Data shown

+ + + +

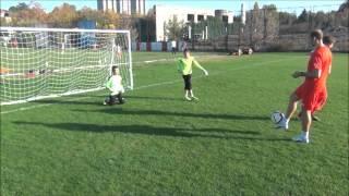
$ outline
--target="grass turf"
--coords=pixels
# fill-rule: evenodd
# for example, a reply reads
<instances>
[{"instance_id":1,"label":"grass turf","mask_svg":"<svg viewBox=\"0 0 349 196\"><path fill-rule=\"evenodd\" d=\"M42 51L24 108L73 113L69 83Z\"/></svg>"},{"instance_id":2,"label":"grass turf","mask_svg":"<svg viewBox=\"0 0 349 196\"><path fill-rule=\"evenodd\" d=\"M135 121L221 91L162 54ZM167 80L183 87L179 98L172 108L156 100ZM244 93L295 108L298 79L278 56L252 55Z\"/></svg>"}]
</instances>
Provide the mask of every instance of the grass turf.
<instances>
[{"instance_id":1,"label":"grass turf","mask_svg":"<svg viewBox=\"0 0 349 196\"><path fill-rule=\"evenodd\" d=\"M134 60L151 56L169 58ZM348 194L348 54L334 54L309 145L290 140L299 122L285 133L269 120L304 53L197 59L209 71L193 73L200 101L184 101L176 63L161 61L134 69L123 106L98 91L1 107L1 195Z\"/></svg>"}]
</instances>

+ + + +

What the task requires
Transcribe the entries above verbatim, omitting their pictures.

Expected answer
$ outline
--target="grass turf"
--coords=pixels
# fill-rule: evenodd
# for example, a reply reads
<instances>
[{"instance_id":1,"label":"grass turf","mask_svg":"<svg viewBox=\"0 0 349 196\"><path fill-rule=\"evenodd\" d=\"M42 51L24 108L73 113L69 83Z\"/></svg>"},{"instance_id":2,"label":"grass turf","mask_svg":"<svg viewBox=\"0 0 349 196\"><path fill-rule=\"evenodd\" d=\"M135 121L221 91L162 54ZM167 80L183 87L179 98L172 108L156 100ZM244 93L295 108L298 79L278 56L252 55Z\"/></svg>"}]
</instances>
Provide the mask of every instance of the grass turf.
<instances>
[{"instance_id":1,"label":"grass turf","mask_svg":"<svg viewBox=\"0 0 349 196\"><path fill-rule=\"evenodd\" d=\"M134 60L151 56L169 58ZM348 194L348 54L334 54L309 145L290 140L299 122L285 133L269 120L304 53L197 59L209 71L193 73L200 101L184 101L176 63L161 61L134 69L123 106L98 91L1 107L1 195Z\"/></svg>"}]
</instances>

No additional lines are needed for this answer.